● What is expected:
Output each record below exactly. No images go in the copy.

** Given data follows **

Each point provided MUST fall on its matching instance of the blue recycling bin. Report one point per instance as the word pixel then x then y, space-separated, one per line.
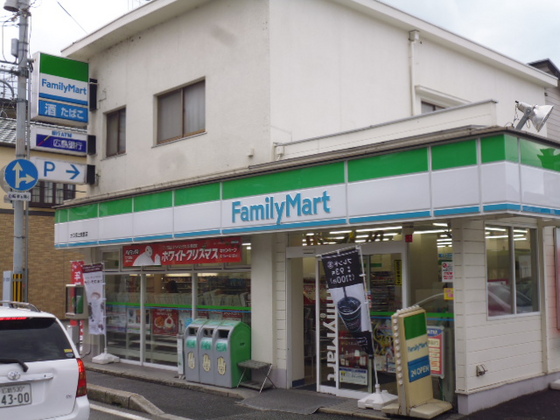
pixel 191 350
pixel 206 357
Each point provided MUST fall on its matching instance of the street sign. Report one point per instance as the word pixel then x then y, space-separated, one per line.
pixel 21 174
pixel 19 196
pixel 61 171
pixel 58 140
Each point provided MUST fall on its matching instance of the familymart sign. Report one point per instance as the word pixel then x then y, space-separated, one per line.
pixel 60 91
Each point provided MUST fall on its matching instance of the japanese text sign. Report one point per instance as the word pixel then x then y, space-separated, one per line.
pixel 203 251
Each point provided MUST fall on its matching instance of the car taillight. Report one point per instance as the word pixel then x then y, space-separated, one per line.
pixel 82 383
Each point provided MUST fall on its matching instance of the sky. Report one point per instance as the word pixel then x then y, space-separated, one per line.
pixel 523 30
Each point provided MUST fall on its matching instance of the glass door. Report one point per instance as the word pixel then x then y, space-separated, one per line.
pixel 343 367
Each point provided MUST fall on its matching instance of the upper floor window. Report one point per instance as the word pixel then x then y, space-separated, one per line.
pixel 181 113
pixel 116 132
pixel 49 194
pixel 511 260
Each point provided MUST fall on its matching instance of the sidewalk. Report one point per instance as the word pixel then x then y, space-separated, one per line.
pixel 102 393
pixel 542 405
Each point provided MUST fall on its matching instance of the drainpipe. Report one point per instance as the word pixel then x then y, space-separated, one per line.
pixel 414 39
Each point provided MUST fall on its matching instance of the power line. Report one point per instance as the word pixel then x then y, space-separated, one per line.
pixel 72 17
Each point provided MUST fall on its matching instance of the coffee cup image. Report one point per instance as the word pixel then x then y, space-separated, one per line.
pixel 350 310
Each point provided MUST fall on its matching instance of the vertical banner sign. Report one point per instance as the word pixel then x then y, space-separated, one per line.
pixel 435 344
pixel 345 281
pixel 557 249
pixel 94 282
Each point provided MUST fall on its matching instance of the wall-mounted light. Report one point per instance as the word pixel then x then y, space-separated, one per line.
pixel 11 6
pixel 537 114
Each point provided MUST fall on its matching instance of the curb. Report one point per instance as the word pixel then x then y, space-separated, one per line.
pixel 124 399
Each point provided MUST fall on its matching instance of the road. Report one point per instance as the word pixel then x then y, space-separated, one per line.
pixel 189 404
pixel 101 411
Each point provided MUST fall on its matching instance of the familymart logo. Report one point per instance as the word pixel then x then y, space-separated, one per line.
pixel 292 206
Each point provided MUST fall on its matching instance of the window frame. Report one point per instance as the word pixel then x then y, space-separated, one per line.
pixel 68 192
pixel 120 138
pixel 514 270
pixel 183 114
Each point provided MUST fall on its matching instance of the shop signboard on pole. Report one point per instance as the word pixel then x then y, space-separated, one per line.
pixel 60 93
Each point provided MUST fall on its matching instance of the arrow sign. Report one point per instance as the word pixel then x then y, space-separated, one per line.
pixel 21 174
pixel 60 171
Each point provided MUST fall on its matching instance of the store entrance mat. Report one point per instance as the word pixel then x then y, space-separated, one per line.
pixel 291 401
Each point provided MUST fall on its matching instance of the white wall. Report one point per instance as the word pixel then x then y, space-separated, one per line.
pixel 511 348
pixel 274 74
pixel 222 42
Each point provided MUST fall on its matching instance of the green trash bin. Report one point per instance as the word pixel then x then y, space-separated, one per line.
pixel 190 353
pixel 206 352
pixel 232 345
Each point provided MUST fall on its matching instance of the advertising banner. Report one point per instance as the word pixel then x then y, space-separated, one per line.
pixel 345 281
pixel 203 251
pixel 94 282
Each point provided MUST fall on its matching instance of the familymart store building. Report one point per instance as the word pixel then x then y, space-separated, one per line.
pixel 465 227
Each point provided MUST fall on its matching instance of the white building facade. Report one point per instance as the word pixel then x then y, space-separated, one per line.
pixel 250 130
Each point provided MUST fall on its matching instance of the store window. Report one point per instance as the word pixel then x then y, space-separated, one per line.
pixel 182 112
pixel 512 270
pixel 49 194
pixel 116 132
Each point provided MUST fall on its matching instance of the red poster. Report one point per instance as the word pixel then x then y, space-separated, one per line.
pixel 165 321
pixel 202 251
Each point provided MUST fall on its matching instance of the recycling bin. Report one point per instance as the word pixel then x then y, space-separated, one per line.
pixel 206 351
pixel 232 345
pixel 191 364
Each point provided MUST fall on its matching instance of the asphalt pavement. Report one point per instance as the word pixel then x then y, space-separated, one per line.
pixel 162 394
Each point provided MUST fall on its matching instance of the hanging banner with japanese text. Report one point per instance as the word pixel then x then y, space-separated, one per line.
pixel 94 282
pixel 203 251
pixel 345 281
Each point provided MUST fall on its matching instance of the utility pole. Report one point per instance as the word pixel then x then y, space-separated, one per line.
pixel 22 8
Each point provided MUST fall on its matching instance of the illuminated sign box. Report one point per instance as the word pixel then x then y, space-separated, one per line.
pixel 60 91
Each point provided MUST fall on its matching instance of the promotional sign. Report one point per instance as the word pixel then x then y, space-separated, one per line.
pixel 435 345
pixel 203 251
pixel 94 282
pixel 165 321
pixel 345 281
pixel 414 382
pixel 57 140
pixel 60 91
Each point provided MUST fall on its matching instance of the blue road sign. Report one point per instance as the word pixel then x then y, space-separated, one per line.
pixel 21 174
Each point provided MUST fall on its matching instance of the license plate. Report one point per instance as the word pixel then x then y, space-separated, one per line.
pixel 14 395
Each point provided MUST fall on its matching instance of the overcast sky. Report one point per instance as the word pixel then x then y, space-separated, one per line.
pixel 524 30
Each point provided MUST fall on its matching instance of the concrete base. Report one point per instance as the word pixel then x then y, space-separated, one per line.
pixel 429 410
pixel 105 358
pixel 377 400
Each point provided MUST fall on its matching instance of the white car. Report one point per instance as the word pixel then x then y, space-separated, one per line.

** End of Given data **

● Result below:
Each point provided MUST fall on its matching instance of the blue recycling bin. Report one point per instance as the word pixel then x then y, space-separated, one per line.
pixel 191 350
pixel 206 357
Each point provided MUST fall on its matching instance of the street sign. Report one point per instance as the word pixel then x then y, space-separated, one per line.
pixel 21 174
pixel 19 196
pixel 61 171
pixel 58 140
Each point provided MUST fall on its matching instance of the familymart sign. Report one point per instance as the word pixel then x then y, space-separated, one per line.
pixel 60 91
Each point provided MUST fall on its matching instance of the japanese text sign. Report one point per instance as the word pixel then x then y, space-separated, one per line.
pixel 203 251
Each point provided MUST fall on its matching instance of the car taillight. Report one point per instance as the word pixel then x then y, space-separated, one per line.
pixel 82 383
Each point provided MUST fall on its matching instance of the sky. Report one point per instance as the word pixel then x then y, space-separated, one per line.
pixel 523 30
Each point provided MUST fall on its matching instance of the glass door. Report one point per instance as the word pixel then x then y, space-separated, one per line.
pixel 343 367
Each point provided MUST fall on its matching instance of the upper floor window. Report one point per instance as the word pixel then x then y, space-separated, one per line.
pixel 181 113
pixel 116 132
pixel 49 194
pixel 511 260
Each point provided MUST fall on its matching instance of the sidewalk. Report one point per instance as the word pixel then x then y, space-separated, one per line.
pixel 102 393
pixel 542 405
Each point provided MUST fall on its matching instance of the drainpipe. Report one point per instance as the word pixel then x then y, space-separated, one per line.
pixel 414 39
Each point provided MUST fall on its matching instance of the power line. Report one point per instance as the word pixel then x then y, space-separated, one per line.
pixel 72 17
Each point provided MUST fall on its matching instance of the coffee cup image. Report one point per instance as the word pixel then x then y, space-separated, one per line.
pixel 350 310
Each point provided MUST fall on its matching instance of the vertical banner sign. Report one point per instance as the word pixel then x then y, space-separated, one per line.
pixel 435 344
pixel 345 281
pixel 557 249
pixel 94 282
Each point provided MUST fall on its matching instance of the wall-mounted light. Report one point per instance as the word pixel then x then y, space-separated, one per line.
pixel 11 6
pixel 537 114
Each point provided MUST fall on its matching instance of the curb. Report one point per instance as the word pixel then x then y, space-separated, one per line.
pixel 124 399
Each point provided MUST fall on its matching instance of the road. Report one point per instance as the word pixel then x then y, space-separated, one per line.
pixel 189 404
pixel 101 411
Each point provided MUST fall on its matching instance of the familymart logo. Report one point per instance as the word pixel then x then y, space-separated, one per line.
pixel 292 206
Each point provided MUST fall on its matching instance of the window frame. Report one point per instance as the word pixel then x then y, space-separated, one per line.
pixel 68 192
pixel 120 138
pixel 514 270
pixel 183 114
Each point provided MUST fall on its matching instance of the shop signboard on pole. Report one point per instance as the word pixel then x then y, space-separated, one per line.
pixel 60 93
Each point provided MUST fall on its matching instance of the arrow sign. Report one point per instance as the word pixel then x then y, space-separated, one per line.
pixel 21 174
pixel 60 171
Each point provided MUST fall on its matching instance of the store entrance mat. Report one point per instance as the word pixel then x then y, space-separated, one per line.
pixel 291 401
Each point provided MUST fall on its matching instance of the white wall. Report one point per instance as the word pixel then x then y, space-separated, one per line.
pixel 511 348
pixel 274 74
pixel 222 42
Each point provided MUST fall on its matching instance of the green trash bin. Report one point per instance as the word pixel then x then y, space-separated, one per line.
pixel 190 353
pixel 206 352
pixel 232 345
Each point provided MUST fall on its matching instance of the advertising banner. Report one point per instance as the word pixel then x then y, space-separated, one per line.
pixel 345 281
pixel 203 251
pixel 94 282
Each point provided MUST fall on its matching instance of the familymart store building. Report one point per instance as the word pixel then x then y, space-separated, one per line.
pixel 465 227
Each point provided MUST fall on its matching instance of the white building facade. Report one point per instance as the word pixel then x then y, space-separated, one per line.
pixel 250 130
Each point provided MUST fall on its matching instance of the store window. Report one point per instance as the word pixel then x then y, space-separated, one per line.
pixel 182 112
pixel 512 270
pixel 49 194
pixel 116 132
Each point provided MUST fall on its matching instance of the red poster. Report one point per instance as the word pixel then x then y, space-separated, one per line.
pixel 165 321
pixel 202 251
Each point provided MUST fall on its matching instance of the recycling bin. Report one point per instance as the word pixel then x then y, space-separated, one per line.
pixel 206 351
pixel 232 345
pixel 191 364
Each point provided MUST fall on its matching instance of the asphalt pavement. Report one point per instance as the word pixel then x then y, space-separated, one per line.
pixel 162 394
Each point provided MUST fall on its matching instance of the hanging banner with japanese text. Report one point per instance as the word pixel then x then y, space-separated, one per line.
pixel 94 282
pixel 203 251
pixel 345 281
Each point provided MUST fall on its matching instance of the utility pole. Report one point per instance as the word pixel then x then y, space-separated, one per line.
pixel 22 8
Each point provided MUST fall on its matching instance of the illuminated sign box. Report one point per instance as the word pixel then x then y, space-separated, one per line.
pixel 60 91
Each point provided MUST fall on its matching instance of the promotional sign. Report one point per instance as the word pixel then x then y, space-separated, one per line.
pixel 435 345
pixel 203 251
pixel 94 282
pixel 165 321
pixel 345 281
pixel 414 382
pixel 57 140
pixel 60 91
Each point provided MUST fall on its matching instance of the blue road sign. Report one point per instance as the word pixel then x then y, space-separated, one per line.
pixel 21 174
Each point provided MUST fall on its matching instance of the license plate. Report one point per instance as the word pixel then x then y, space-separated, one per line.
pixel 14 395
Each point provided MUST fall on its matching instance of the overcast sky. Report one point per instance as the word pixel then x then y, space-separated, one per line.
pixel 524 30
Each point provided MUST fall on its matching instance of the concrete base. Report one point per instance as the word pixel then x then y, space-separated, one per line.
pixel 429 410
pixel 105 358
pixel 377 400
Each point provided MUST fall on its matching instance of the white car. Report one point per instance as the word pixel then x then y, space-separated, one per line.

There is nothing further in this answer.